**Given text**
┄┄┄┄┄┄┄┄┄┄┄┄┄┄┄┄┄┄┄┄
Add a script to lift CERT risk assessment tags from help files

lcartey · lcartey · commit a1f45ff00ee8 · 2025-05-01T23:39:39.000+01:00
diff --git a/scripts/add_risk_assessment_tags.py b/scripts/add_risk_assessment_tags.py
@@ -0,0 +1,160 @@
+#!/usr/bin/env python3
+"""
+Add risk assessment tags to rule package JSON files.
+
+This script:
+1. Iterates through each JSON file in rule_packages directory
+2. Looks for CERT-C or CERT-CPP sections
+3. For each rule, finds the corresponding markdown file
+4. Extracts risk assessment data from the markdown file
+5. Adds risk assessment data as tags to each query in the JSON file
+"""
+
+import os
+import json
+import re
+import glob
+from bs4 import BeautifulSoup
+import logging
+
+logging.basicConfig(level=logging.INFO, format='%(asctime)s - %(levelname)s - %(message)s')
+logger = logging.getLogger(__name__)
+
+def find_rule_packages():
+    """Find all JSON rule package files in the rule_packages directory."""
+    repo_root = os.path.dirname(os.path.dirname(os.path.abspath(__file__)))
+    rule_packages_dir = os.path.join(repo_root, "rule_packages")
+    return glob.glob(os.path.join(rule_packages_dir, "**", "*.json"), recursive=True)
+
+def extract_risk_assessment_from_md(md_file_path):
+    """Extract risk assessment data from the markdown file."""
┄┄┄┄┄┄┄┄┄┄┄┄┄┄┄┄┄┄┄┄
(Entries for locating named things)
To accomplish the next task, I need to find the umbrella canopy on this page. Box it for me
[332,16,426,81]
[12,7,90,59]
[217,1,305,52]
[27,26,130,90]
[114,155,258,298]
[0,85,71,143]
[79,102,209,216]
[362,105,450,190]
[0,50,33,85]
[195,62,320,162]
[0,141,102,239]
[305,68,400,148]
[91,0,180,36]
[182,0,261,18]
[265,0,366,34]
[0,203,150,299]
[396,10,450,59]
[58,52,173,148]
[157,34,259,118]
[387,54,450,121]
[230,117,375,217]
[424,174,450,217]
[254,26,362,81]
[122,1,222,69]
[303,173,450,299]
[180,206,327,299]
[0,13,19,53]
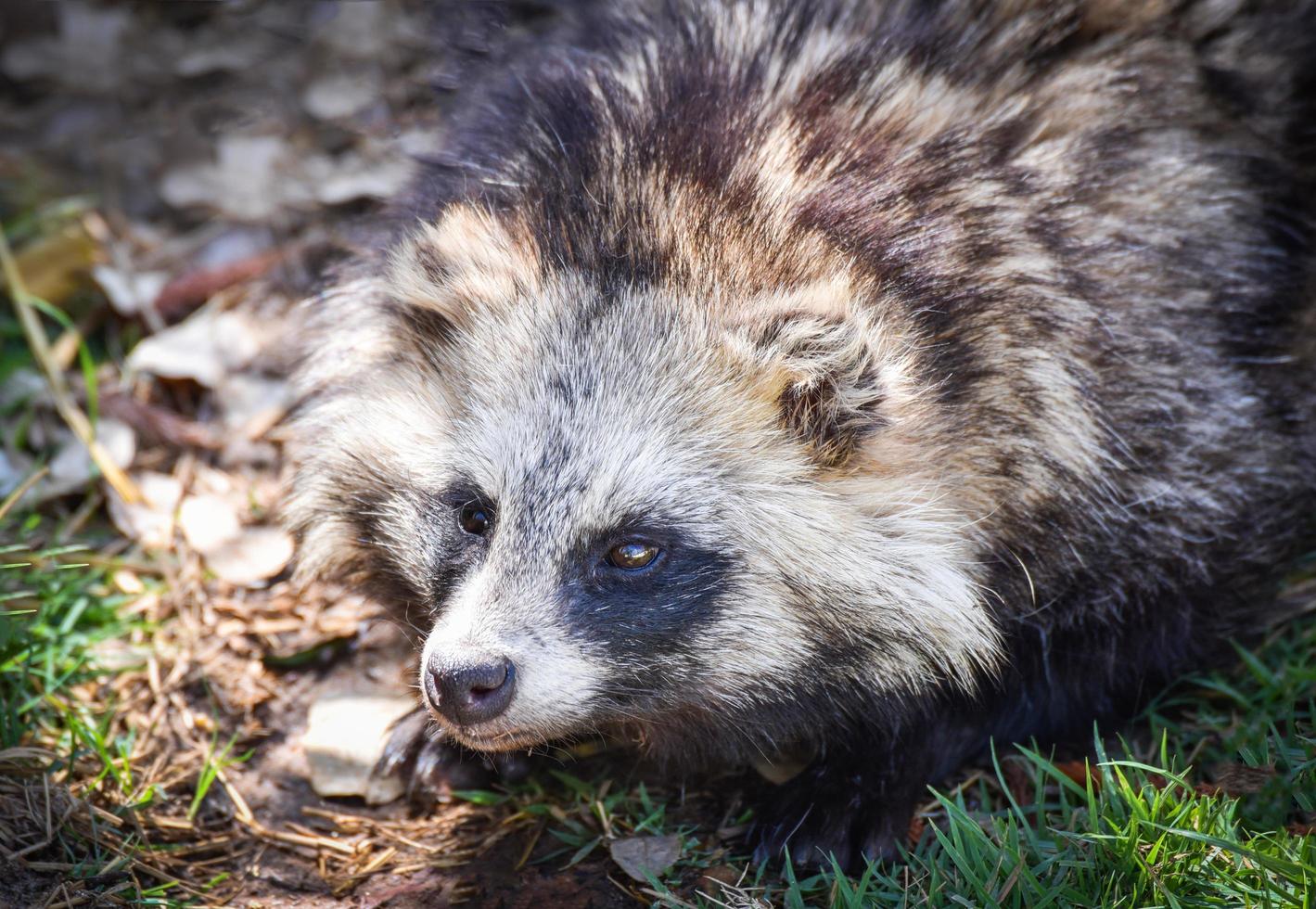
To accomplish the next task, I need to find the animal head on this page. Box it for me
[291,207,996,749]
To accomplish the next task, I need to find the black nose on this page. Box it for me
[425,657,516,724]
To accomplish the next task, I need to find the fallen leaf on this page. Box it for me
[214,372,293,438]
[91,265,169,317]
[301,692,415,805]
[608,834,682,884]
[1210,764,1278,796]
[301,70,382,120]
[43,417,137,500]
[307,153,415,205]
[160,135,313,224]
[106,471,183,548]
[0,3,133,92]
[128,309,262,388]
[205,528,292,587]
[1055,761,1102,792]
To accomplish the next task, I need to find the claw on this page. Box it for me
[374,709,531,808]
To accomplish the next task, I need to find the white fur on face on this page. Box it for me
[293,268,999,749]
[421,571,607,749]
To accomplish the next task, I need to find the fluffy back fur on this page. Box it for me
[289,0,1316,856]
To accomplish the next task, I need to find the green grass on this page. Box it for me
[0,519,133,756]
[450,616,1316,909]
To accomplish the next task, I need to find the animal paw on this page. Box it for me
[750,771,914,872]
[374,709,531,808]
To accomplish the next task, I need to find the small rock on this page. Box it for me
[695,864,747,900]
[106,471,183,548]
[608,834,682,884]
[205,528,292,587]
[301,692,415,805]
[178,494,242,555]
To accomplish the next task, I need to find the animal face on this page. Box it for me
[290,217,995,749]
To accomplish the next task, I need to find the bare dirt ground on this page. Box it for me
[0,0,726,908]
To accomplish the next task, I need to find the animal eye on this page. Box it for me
[608,542,660,571]
[456,503,493,537]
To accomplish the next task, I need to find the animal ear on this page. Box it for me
[748,314,894,467]
[389,205,540,327]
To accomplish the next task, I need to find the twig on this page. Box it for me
[0,467,50,521]
[0,222,142,504]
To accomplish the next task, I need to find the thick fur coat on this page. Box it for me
[289,0,1316,862]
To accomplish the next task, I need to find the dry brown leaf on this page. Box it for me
[205,528,292,587]
[107,471,183,548]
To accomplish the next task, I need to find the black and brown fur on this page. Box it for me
[292,0,1316,862]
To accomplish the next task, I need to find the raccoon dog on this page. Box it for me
┄┄┄┄┄┄┄┄┄┄┄┄┄┄┄┄┄┄┄┄
**What is being asked**
Continue the risk assessment tagging script diff from the point where it stops. The items are not needed for any of this work.

**Reply to the exercise**
+    risk_data = {}
+    
+    try:
+        with open(md_file_path, 'r', encoding='utf-8') as f:
+            content = f.read()
+        
+        # Find the Risk Assessment section
+        risk_section_match = re.search(r'## Risk Assessment(.*?)##', content, re.DOTALL)
+        if not risk_section_match:
+            # Try to find it as the last section
+            risk_section_match = re.search(r'## Risk Assessment(.*?)$', content, re.DOTALL)
+            if not risk_section_match:
+                logger.warning(f"No Risk Assessment section found in {md_file_path}")
+                return risk_data
+        
+        risk_section = risk_section_match.group(1)
+        
+        # Look for the table with risk assessment data
+        table_match = re.search(r'<table>(.*?)</table>', risk_section, re.DOTALL)
+        if not table_match:
+            logger.warning(f"No risk assessment table found in {md_file_path}")
+            return risk_data
+        
+        table_html = table_match.group(0)
+        soup = BeautifulSoup(table_html, 'html.parser')
+        
+        # Find all rows in the table
+        rows = soup.find_all('tr')
+        if len(rows) < 2:  # Need at least header and data row
+            logger.warning(f"Incomplete risk assessment table in {md_file_path}")
+            return risk_data
+        
+        # Extract headers and values
+        headers = [th.get_text().strip() for th in rows[0].find_all('th')]
+        values = [td.get_text().strip() for td in rows[1].find_all('td')]
+        
+        # Create a dictionary of headers and values
+        if len(headers) == len(values):
+            for i, header in enumerate(headers):
+                risk_data[header] = values[i]
+        else:
+            logger.warning(f"Header and value count mismatch in {md_file_path}")
+        
+    except Exception as e:
+        logger.error(f"Error extracting risk assessment from {md_file_path}: {e}")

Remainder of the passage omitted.